Stated problem 1 → Summarize the food recommendations below in two sentences.

Excerpted passage →

↓↓↓

Slice of chocolate cake
Mezze Bar
Durham St East, central city
When you are a person desiring a slice of good chocolate cake, this city can be difficult — for reasons unclear, satisfying incarnations of this classic are oddly hard to come by. Thank goodness, then, for Mezze Bar. Behind their glass cabinet, they reliably house a great big Bruce Bogtrotter-esque number: dense, moist and tender crumbed. Ask nicely for a splodge of cream or yogurt to go with it, too.
Pāua pie
Lunchbar Eighty8
15 Saleyards Rd, Ōtāhuhu
At this bakery right in the heart of industrial Ōtāhuhu you’ll find a thing of rare beauty: the flakiest of pastries, brimming with a creamy, pāua-laden sauce — so potent that it is instantly redolent of the moana. On a recent visit, I overheard a fellow customer ordering two of these pies. “I’m only here once,” she said to her friend. Whether she meant her visit to the shop, or life itself, I’m still not sure.
Hot honey donut
Small Mercies
7 Mount Eden Rd, Grafton
Kkwabaegi, the chewy, twisted Korean donut, gets souped up at Small Mercies with a thick stripe of garlic-chive-flecked cream cheese and a zigzagging drizzle of hot honey. The final result is nothing short of magnificent.
Sweet Danishes
Mor
158 Remuera Rd, Remuera
We never tire of the cabinet at this pint-sized Remuera bakery, where the ever-changing selection of pastries is as aesthetically appealing as it is reliably delicious. We’re especially fond of the Danish offerings, which shift with the seasons — and maybe also with the whims and creative instincts of the bakers who make them. Which is precisely why we can’t recommend just one. Each pastry is a small, perfectly composed and impossible-to-predict celebration of the moment: seasonal fruit (which might be poached or fresh or macerated) paired with various infused creams, frangipanes, custards, jams and crumbles, and often a few fresh blooms — all exultantly placed atop a remarkably laminated pastry base.

↑↑↑

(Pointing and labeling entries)
↓↓↓

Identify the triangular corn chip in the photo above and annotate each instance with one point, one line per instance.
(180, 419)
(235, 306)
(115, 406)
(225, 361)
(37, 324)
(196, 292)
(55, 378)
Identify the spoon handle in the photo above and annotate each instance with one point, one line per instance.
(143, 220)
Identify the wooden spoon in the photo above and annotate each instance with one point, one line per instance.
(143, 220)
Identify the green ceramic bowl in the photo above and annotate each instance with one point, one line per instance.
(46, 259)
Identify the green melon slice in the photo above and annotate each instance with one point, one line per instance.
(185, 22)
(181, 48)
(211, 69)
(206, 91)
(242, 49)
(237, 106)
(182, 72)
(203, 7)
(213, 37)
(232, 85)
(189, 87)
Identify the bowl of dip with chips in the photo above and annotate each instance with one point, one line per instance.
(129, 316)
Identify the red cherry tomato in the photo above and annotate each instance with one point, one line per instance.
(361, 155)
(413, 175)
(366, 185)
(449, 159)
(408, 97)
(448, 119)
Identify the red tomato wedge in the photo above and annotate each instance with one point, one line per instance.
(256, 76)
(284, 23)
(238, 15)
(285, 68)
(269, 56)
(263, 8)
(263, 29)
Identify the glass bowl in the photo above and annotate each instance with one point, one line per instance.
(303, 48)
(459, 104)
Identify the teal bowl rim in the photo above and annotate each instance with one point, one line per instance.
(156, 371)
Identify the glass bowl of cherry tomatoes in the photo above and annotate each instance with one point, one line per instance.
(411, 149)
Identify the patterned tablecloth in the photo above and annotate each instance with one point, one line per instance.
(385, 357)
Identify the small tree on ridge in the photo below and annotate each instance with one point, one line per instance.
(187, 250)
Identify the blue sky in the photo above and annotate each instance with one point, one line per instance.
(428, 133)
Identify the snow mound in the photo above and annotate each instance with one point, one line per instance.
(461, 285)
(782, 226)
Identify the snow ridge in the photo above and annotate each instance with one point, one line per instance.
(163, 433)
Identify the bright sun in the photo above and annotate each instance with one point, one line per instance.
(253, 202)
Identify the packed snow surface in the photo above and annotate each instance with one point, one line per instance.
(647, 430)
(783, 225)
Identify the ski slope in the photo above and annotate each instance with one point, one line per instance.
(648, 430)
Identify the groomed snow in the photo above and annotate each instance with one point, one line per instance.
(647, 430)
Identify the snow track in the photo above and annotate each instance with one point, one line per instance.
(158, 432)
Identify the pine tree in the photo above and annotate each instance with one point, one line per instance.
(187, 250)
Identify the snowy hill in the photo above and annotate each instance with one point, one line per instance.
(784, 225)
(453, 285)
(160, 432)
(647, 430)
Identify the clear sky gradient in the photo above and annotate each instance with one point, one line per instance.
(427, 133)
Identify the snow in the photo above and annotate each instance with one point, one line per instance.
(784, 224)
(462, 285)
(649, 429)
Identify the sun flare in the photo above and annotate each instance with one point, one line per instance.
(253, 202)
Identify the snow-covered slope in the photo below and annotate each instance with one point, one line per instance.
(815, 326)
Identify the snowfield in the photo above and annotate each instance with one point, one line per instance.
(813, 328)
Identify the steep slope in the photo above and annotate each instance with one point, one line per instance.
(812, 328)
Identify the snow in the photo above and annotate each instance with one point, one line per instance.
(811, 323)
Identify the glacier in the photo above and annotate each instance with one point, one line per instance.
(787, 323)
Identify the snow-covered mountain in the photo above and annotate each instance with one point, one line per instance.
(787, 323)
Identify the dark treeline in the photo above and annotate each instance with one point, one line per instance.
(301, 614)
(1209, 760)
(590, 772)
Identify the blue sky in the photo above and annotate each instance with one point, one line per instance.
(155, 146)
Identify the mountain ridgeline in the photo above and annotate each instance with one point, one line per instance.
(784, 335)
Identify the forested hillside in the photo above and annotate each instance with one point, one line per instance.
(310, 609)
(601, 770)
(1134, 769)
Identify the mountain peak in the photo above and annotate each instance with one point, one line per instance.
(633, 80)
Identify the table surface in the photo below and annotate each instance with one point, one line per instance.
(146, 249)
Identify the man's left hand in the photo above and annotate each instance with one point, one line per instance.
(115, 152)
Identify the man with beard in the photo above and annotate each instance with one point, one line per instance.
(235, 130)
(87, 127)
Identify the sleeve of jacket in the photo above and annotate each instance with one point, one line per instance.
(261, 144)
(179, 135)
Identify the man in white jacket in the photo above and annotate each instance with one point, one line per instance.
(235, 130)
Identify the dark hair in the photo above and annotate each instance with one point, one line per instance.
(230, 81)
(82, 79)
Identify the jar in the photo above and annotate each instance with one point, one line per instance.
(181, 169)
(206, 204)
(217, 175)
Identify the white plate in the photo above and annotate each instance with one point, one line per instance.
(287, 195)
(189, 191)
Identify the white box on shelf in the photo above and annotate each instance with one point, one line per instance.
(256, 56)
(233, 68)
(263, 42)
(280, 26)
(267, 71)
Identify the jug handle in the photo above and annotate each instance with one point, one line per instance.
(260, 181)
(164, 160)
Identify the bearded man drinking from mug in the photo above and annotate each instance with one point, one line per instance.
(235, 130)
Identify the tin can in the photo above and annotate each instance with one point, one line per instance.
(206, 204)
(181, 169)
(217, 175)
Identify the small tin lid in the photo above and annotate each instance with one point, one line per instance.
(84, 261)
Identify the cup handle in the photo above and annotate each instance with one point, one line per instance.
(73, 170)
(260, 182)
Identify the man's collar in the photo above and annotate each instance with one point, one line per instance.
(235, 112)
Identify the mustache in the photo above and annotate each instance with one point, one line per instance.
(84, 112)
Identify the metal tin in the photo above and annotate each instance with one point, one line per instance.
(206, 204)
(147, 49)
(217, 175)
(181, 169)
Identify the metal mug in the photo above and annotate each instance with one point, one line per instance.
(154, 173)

↑↑↑

Stated problem 2 → Filter the records above for every line containing the word "cherry", and copy each of those lines.

Final result 1 → Mezze Bar on Durham St East reliably stocks a dense, moist chocolate cake, Lunchbar Eighty8 in Ōtāhuhu sells a flaky pie brimming with creamy pāua sauce, and Small Mercies in Grafton tops a chewy Korean kkwabaegi donut with garlic-chive cream cheese and hot honey. Mor in Remuera offers Danish pastries that change with the seasons, pairing fruit with creams, frangipanes, custards, jams or crumbles on a laminated pastry base.

Final result 2 →
Identify the red cherry tomato in the photo above and annotate each instance with one point, one line per instance.
Identify the glass bowl of cherry tomatoes in the photo above and annotate each instance with one point, one line per instance.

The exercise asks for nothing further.